▸ WHAT THE TASK ASKS
Copy out every line of the material that contains the string "bird". Case counts.

▸ TASK INPUTS
————————
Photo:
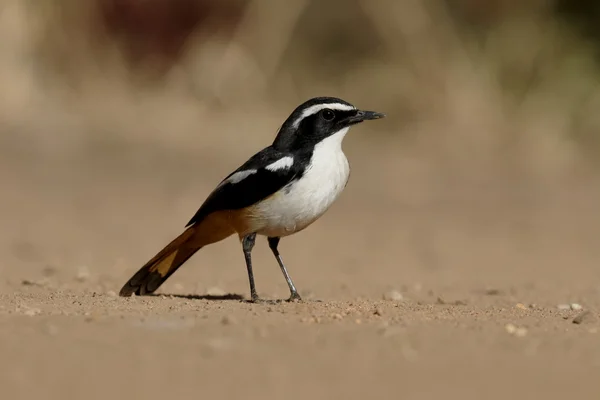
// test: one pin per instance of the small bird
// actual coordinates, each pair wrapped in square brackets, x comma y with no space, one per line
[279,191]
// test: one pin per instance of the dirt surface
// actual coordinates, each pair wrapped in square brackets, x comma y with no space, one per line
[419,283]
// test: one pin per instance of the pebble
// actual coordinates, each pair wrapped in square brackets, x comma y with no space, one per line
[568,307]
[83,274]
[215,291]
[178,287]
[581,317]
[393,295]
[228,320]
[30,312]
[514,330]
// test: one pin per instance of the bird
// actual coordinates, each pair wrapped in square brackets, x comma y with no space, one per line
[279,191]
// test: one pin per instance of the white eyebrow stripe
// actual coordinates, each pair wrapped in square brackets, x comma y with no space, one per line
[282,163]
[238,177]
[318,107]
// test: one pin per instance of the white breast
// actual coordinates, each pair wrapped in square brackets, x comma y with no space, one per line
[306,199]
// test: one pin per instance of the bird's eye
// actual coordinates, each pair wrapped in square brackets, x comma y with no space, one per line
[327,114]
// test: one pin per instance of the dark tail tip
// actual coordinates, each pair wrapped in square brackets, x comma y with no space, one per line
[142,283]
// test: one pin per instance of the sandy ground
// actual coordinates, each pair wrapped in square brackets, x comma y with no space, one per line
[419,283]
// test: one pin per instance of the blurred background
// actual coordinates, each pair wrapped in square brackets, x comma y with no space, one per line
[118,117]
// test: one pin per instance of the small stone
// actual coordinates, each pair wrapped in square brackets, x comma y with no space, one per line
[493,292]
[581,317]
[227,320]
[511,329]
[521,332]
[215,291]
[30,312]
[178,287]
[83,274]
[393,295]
————————
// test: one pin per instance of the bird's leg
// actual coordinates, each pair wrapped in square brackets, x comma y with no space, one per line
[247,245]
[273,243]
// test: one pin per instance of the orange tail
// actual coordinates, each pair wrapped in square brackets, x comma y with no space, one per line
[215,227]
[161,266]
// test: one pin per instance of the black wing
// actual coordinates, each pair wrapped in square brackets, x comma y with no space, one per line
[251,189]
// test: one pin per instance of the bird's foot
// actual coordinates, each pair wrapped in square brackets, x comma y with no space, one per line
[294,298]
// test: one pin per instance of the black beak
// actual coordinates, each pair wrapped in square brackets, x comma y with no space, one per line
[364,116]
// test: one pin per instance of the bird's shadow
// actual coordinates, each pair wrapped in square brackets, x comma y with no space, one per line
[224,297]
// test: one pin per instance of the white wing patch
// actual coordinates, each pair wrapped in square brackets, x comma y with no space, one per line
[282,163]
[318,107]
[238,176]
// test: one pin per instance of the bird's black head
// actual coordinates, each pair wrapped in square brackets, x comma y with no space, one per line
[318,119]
————————
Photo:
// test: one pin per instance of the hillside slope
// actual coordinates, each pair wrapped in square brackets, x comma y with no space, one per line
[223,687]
————————
▸ RESULT FOR THIS EXERCISE
// test: one pin per instance of the small bird
// test: one pin per instance of the bird
// test: one pin per instance of the bird's eye
// test: one pin per instance of the bird's leg
// test: one pin per instance of the bird's foot
// test: one pin per instance of the bird's shadow
// test: one pin per instance of the bird's black head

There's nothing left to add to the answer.